[start LISTED RECORDS]

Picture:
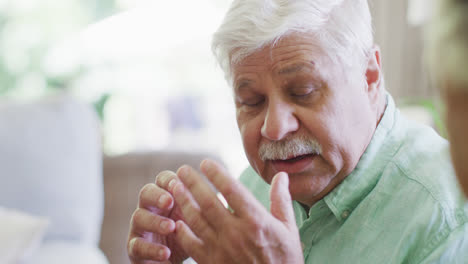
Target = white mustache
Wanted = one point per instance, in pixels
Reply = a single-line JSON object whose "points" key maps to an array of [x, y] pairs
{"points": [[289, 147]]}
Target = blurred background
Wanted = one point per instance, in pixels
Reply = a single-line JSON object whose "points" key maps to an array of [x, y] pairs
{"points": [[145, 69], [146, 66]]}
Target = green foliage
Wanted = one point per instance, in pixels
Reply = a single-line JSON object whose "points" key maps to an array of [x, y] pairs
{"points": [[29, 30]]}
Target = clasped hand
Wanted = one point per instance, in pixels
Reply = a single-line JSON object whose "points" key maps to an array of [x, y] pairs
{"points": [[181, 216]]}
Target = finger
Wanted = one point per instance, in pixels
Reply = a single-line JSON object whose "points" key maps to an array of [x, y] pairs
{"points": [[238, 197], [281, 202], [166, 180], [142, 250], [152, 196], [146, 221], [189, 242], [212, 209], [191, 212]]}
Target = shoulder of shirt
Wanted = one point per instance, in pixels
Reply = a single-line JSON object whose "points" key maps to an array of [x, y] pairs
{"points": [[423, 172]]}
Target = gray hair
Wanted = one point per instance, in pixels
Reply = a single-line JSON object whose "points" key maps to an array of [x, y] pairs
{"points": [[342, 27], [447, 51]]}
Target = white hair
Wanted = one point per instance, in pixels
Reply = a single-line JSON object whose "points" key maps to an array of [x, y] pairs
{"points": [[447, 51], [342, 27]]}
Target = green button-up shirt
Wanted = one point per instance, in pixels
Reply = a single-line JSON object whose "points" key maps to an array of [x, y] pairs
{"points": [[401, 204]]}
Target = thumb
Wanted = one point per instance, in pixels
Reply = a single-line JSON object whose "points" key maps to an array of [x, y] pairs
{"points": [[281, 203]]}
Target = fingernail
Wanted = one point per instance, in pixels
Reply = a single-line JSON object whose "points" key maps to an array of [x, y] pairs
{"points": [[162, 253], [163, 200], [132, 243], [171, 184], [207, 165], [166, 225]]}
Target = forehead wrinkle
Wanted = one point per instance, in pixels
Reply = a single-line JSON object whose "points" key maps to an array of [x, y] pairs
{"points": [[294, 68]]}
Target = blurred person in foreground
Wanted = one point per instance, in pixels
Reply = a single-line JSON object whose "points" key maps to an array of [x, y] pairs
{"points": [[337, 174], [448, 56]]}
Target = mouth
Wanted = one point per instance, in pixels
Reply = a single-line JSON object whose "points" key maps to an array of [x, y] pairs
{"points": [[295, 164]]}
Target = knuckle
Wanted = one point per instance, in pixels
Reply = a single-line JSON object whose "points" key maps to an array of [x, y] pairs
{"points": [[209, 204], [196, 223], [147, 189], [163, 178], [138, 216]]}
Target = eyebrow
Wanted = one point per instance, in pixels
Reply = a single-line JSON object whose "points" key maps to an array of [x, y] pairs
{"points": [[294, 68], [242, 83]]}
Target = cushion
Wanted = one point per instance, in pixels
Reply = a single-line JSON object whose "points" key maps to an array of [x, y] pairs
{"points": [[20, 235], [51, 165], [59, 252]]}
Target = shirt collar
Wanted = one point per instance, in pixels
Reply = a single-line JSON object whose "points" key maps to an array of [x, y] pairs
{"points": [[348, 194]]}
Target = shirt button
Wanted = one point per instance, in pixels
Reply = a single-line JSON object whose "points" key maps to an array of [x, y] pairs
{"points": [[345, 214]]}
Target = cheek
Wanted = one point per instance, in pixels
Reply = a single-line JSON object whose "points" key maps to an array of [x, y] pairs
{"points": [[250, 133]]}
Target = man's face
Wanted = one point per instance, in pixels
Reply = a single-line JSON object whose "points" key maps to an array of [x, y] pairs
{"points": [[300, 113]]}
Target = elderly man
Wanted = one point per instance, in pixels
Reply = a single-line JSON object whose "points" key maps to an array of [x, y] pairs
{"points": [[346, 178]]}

[end LISTED RECORDS]
[start LISTED RECORDS]

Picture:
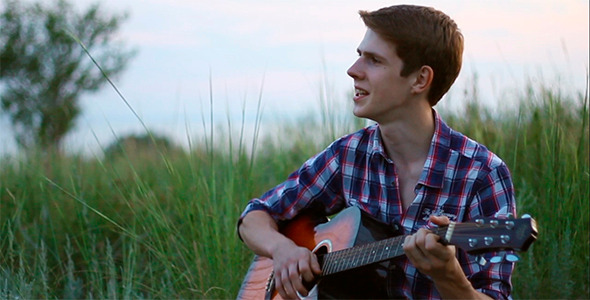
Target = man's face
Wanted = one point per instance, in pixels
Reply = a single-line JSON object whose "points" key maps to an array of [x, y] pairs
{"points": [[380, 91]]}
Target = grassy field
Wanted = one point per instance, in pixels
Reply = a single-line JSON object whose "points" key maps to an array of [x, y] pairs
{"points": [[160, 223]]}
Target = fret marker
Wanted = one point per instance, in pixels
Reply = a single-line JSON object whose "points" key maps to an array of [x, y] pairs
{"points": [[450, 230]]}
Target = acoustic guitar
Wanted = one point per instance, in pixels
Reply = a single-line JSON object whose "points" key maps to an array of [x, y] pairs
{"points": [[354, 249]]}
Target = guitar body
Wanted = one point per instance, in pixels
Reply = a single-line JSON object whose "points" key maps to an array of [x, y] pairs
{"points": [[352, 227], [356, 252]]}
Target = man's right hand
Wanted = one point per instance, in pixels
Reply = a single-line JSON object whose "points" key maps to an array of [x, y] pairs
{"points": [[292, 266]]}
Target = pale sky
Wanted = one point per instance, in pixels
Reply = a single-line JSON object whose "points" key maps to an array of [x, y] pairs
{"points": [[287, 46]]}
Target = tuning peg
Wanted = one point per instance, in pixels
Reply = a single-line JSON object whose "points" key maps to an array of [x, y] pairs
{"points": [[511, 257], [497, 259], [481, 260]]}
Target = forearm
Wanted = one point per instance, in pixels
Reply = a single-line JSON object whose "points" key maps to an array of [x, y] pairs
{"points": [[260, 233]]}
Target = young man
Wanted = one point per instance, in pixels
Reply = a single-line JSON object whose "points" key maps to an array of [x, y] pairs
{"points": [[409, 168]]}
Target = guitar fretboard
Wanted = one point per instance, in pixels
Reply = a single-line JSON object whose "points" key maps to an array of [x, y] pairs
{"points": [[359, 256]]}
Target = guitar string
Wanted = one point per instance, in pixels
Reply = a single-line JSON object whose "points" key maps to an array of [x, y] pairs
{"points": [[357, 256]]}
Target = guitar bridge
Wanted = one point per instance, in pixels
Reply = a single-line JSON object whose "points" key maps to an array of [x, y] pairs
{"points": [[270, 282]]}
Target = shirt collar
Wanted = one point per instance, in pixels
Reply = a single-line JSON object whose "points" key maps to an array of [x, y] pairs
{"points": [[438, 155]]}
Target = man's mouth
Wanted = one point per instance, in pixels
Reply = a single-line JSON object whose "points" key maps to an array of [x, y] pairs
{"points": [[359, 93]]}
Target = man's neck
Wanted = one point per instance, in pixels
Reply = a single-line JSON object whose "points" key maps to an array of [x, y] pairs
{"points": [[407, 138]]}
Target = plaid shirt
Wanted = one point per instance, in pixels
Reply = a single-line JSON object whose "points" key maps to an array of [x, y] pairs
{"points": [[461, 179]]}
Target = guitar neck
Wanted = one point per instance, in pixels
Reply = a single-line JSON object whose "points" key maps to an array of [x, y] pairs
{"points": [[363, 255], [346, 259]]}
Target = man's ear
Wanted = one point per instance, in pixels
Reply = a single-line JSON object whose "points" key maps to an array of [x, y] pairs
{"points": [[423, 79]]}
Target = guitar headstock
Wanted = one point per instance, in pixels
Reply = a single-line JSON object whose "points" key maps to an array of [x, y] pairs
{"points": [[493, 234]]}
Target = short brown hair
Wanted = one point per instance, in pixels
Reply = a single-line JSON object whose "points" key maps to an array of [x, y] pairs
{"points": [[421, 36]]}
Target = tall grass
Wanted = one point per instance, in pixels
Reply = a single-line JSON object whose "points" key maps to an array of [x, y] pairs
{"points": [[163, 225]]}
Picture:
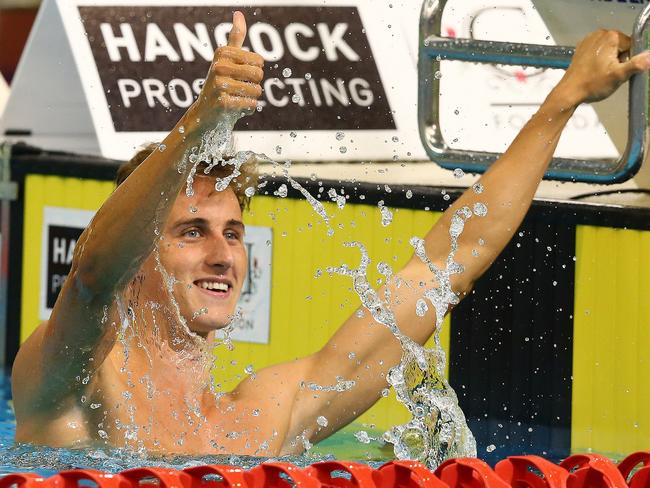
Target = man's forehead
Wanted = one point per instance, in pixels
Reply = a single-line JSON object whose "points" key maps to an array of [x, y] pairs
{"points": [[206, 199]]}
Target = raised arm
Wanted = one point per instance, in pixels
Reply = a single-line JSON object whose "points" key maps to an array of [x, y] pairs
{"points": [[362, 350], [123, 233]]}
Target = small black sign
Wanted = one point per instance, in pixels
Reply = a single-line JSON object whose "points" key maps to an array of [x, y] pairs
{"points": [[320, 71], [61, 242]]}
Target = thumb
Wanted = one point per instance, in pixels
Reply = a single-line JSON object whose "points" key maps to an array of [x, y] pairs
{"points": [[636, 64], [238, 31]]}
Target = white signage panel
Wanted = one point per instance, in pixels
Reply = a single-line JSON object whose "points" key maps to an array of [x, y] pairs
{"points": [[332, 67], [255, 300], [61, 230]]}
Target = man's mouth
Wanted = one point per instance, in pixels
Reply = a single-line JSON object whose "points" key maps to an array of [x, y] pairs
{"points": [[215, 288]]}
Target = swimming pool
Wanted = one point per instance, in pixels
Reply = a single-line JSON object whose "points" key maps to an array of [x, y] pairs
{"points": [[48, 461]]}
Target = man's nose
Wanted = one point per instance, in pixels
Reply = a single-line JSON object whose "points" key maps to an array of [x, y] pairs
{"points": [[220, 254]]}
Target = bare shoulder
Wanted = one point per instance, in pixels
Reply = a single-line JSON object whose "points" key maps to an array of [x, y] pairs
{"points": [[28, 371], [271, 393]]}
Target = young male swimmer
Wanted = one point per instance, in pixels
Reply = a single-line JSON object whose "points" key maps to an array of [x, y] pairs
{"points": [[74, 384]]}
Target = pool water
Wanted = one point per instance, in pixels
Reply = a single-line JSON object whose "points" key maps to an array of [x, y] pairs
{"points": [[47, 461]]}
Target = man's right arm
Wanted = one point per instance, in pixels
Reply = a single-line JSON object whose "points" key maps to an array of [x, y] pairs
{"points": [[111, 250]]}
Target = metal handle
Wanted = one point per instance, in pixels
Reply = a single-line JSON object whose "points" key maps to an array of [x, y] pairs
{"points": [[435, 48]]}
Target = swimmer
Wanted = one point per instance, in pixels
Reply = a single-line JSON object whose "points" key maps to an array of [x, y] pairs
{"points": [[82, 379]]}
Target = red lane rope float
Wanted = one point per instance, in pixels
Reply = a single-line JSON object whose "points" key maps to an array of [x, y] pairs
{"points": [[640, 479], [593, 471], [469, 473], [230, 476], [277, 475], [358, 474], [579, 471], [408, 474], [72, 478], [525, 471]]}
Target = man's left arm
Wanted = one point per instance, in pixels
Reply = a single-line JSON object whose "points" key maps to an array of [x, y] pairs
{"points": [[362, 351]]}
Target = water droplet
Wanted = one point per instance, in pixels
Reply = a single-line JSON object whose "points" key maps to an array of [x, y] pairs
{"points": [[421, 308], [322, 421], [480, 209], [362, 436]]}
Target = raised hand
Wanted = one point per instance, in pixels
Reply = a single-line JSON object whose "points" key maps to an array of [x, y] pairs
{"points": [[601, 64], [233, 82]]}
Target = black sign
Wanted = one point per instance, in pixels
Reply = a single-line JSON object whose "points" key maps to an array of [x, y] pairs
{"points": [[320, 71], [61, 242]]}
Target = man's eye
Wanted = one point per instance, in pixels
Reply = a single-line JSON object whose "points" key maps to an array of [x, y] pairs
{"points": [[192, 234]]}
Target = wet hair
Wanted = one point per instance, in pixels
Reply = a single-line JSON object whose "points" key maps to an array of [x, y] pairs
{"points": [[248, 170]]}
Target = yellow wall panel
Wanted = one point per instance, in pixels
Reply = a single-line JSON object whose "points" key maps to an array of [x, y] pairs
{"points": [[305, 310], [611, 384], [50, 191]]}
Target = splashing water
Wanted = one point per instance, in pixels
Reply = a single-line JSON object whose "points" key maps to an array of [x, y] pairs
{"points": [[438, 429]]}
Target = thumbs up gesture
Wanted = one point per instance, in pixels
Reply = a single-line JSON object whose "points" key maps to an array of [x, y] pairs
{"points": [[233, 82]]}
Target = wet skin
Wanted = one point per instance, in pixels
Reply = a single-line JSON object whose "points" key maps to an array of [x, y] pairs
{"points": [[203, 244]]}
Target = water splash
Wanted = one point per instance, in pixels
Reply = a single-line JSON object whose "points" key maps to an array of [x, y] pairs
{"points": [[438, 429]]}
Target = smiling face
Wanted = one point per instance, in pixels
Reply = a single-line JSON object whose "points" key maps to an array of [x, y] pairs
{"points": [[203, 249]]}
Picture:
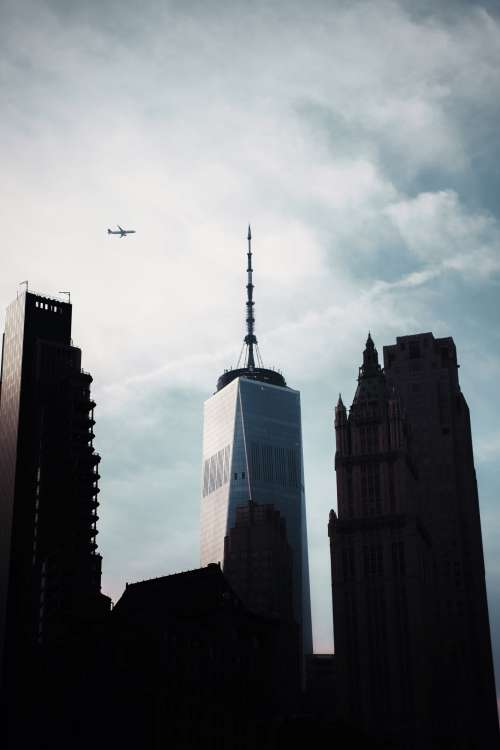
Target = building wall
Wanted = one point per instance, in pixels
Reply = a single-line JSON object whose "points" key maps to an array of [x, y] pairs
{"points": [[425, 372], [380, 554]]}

[end LISTED RECORDS]

* _PROBLEM_
How many lines in the items above contain the string "white"? Case counts. Reply with the number only.

* _SOLUTION TO THIS TASK_
3